[Data for processing Boundary: Start]

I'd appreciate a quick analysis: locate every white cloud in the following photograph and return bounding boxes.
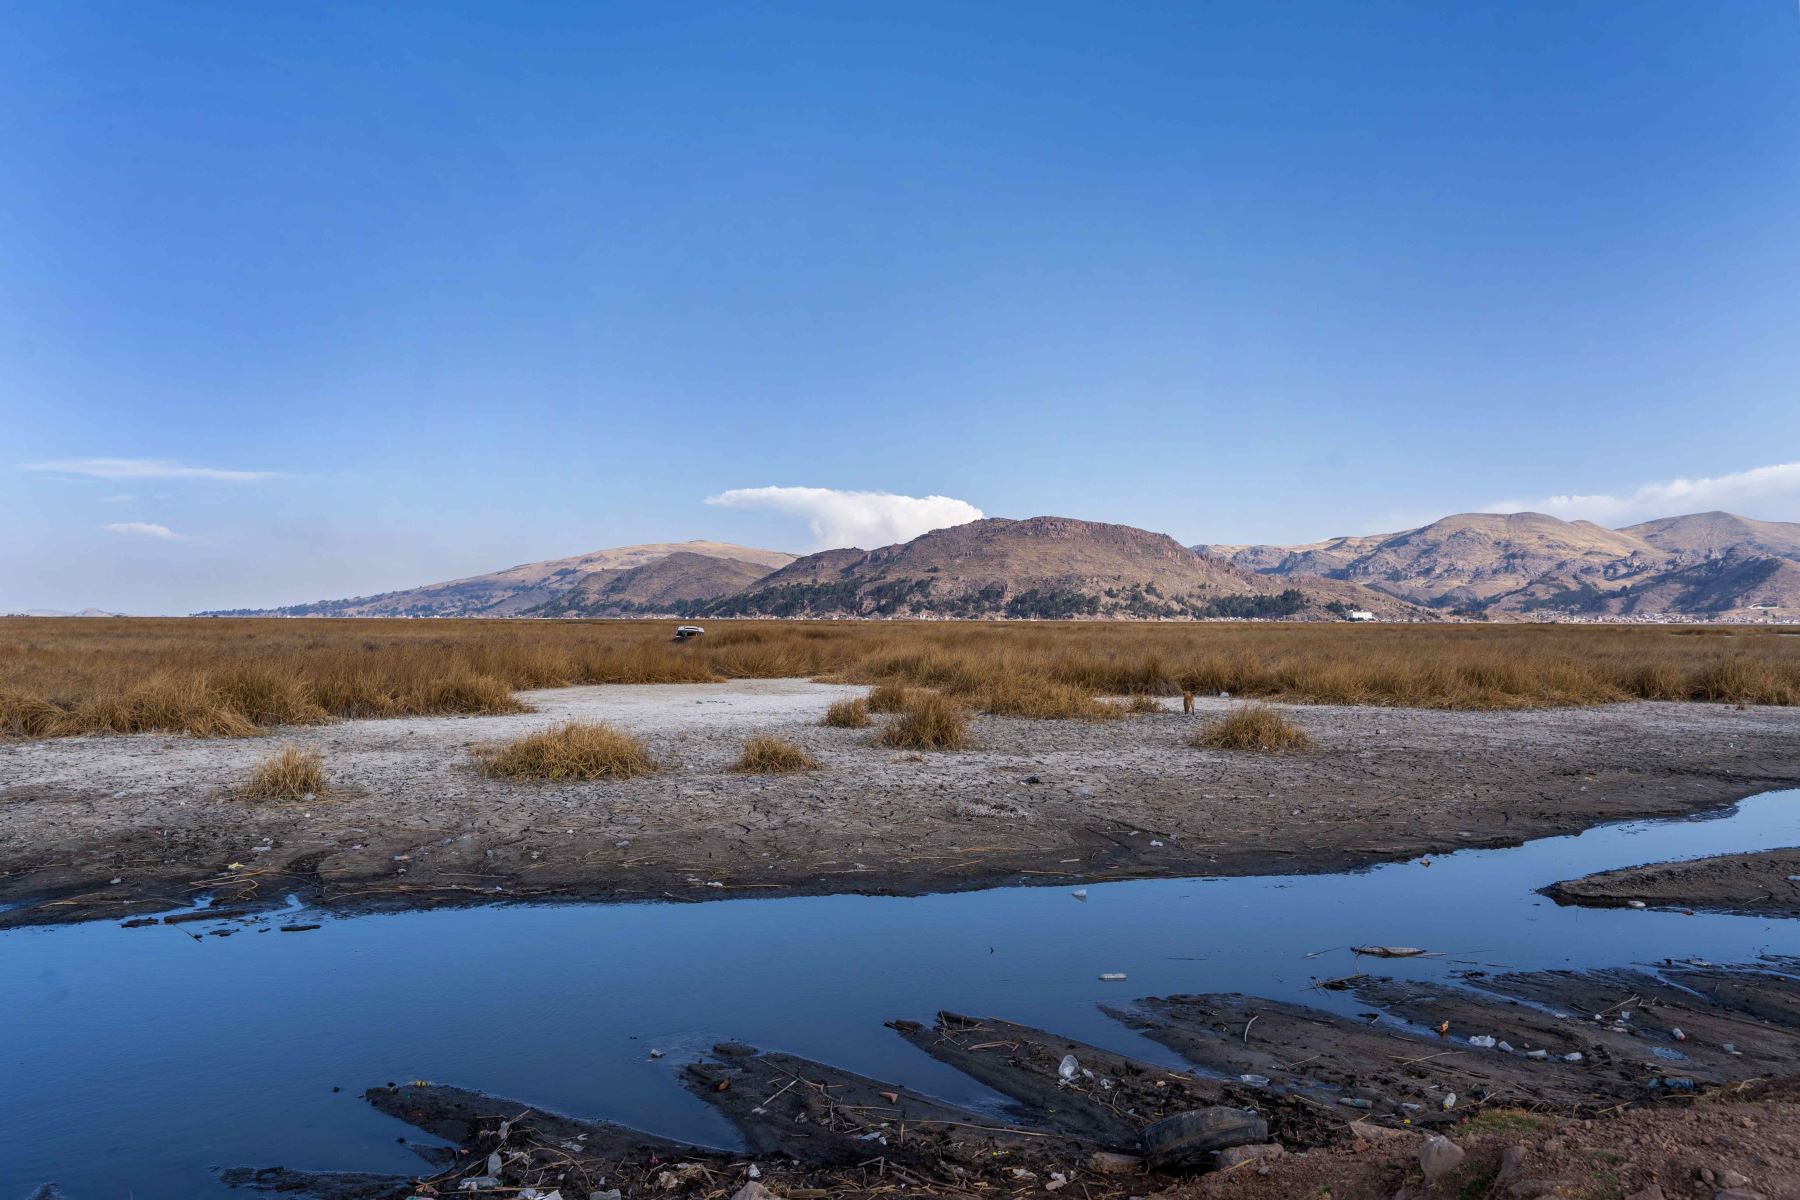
[104,522,183,540]
[706,486,984,549]
[1486,461,1800,526]
[22,457,280,482]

[Data for processing Boundary: End]

Directions for this task = Drop every picture, then write out the remaining entries above exactly as they appear.

Solution below =
I'd appreciate a quick analysis: locate every white cloud in the following photograph and return bounding boxes.
[104,522,183,540]
[706,486,984,549]
[1486,461,1800,526]
[22,457,280,482]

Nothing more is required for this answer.